* START *

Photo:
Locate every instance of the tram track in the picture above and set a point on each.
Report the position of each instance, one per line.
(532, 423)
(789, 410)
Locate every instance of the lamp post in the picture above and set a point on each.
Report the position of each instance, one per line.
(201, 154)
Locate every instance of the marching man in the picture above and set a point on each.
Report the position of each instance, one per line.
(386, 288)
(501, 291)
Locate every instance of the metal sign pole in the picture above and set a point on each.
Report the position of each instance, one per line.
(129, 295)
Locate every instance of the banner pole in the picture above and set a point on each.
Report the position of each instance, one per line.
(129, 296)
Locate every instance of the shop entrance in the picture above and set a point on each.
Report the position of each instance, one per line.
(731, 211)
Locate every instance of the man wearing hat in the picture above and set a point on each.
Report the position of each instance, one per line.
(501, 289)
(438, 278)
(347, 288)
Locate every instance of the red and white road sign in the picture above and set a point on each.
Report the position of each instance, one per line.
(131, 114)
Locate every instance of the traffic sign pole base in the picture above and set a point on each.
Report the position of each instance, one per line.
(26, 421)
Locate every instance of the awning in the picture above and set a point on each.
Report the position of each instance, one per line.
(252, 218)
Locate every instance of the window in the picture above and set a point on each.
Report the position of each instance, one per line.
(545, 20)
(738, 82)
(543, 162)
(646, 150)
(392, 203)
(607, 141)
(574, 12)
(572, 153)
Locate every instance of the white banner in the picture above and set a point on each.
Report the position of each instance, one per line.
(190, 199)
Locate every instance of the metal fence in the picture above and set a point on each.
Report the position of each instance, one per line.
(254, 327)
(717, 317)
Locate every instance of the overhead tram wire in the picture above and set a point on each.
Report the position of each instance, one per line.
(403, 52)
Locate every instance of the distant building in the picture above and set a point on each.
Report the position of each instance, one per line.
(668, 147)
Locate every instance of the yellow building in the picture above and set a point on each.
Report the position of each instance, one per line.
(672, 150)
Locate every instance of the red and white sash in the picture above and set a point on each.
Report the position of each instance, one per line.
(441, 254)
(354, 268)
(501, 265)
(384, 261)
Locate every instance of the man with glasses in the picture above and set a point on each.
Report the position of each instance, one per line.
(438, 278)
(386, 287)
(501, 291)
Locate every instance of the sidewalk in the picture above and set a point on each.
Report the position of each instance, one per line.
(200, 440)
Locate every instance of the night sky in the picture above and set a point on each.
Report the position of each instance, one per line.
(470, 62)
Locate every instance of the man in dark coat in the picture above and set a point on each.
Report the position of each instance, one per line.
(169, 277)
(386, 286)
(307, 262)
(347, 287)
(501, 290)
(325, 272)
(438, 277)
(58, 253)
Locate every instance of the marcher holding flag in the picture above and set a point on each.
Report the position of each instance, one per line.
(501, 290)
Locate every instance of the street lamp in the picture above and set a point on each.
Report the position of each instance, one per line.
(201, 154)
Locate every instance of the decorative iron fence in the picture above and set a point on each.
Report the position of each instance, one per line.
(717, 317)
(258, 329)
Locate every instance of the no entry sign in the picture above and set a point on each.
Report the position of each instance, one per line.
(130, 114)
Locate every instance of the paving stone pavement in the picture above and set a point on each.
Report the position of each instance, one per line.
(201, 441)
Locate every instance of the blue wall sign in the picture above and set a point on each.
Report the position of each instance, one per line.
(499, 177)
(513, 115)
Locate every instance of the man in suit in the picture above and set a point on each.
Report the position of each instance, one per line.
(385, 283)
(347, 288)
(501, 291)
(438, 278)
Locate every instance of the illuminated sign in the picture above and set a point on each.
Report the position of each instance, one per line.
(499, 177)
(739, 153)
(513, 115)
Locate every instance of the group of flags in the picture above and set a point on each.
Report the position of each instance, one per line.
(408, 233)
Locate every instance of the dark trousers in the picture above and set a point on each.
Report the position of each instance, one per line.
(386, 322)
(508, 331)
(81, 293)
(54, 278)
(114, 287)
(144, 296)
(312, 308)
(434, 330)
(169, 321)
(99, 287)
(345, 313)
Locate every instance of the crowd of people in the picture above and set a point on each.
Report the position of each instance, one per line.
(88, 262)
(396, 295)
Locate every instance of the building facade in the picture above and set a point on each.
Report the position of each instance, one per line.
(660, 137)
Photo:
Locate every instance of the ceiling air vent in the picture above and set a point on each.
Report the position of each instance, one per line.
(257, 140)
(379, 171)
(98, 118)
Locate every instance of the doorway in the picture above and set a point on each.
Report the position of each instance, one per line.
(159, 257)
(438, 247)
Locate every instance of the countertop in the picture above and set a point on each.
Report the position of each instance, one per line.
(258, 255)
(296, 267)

* END *
* START *

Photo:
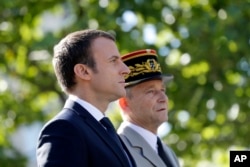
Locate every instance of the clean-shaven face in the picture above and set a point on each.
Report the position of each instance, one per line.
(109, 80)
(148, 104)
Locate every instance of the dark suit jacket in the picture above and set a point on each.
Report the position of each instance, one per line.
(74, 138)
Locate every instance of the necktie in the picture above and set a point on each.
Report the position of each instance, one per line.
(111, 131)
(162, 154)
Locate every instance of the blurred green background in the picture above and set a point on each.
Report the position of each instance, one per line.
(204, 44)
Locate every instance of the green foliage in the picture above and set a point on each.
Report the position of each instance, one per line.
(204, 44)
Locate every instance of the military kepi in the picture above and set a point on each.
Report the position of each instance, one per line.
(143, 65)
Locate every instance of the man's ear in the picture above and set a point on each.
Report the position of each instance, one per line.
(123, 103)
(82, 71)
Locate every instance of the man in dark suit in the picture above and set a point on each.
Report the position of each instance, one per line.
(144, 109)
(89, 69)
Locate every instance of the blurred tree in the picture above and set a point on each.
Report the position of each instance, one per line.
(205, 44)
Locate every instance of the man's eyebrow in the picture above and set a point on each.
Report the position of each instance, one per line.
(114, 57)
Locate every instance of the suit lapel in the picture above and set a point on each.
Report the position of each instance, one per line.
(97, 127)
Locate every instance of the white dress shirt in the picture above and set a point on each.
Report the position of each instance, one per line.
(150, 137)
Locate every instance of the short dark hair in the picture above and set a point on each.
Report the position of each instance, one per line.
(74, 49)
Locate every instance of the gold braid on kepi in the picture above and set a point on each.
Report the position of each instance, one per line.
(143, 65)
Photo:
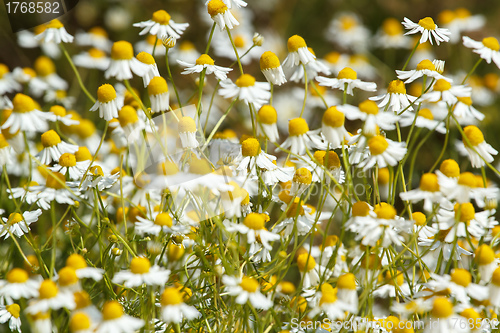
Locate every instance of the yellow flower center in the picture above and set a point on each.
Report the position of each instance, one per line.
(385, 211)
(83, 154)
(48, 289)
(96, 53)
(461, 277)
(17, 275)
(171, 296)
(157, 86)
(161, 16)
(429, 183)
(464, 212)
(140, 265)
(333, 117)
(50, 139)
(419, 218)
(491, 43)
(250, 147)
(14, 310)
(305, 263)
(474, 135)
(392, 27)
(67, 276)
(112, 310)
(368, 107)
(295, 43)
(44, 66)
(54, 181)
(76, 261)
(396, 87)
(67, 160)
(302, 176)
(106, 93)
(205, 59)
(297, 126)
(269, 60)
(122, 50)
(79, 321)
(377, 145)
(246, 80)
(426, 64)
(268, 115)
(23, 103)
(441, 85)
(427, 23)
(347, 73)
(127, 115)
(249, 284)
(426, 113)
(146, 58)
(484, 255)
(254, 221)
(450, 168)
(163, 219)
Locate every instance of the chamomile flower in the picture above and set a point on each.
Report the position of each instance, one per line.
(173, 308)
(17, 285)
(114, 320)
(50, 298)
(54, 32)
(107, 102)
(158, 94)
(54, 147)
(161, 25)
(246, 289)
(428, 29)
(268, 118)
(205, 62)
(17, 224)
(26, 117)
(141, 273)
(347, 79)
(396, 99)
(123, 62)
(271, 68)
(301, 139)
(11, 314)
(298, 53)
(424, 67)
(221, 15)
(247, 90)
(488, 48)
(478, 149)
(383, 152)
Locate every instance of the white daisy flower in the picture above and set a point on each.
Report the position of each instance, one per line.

* END *

**Short exercise**. Find every line in the records that contains the string "yellow" and copy each one in full.

**Final answer**.
Locate every instance of the yellow building in the picture above and set a point on each.
Locate every instance of the yellow flower center in the picture above and set a point on each.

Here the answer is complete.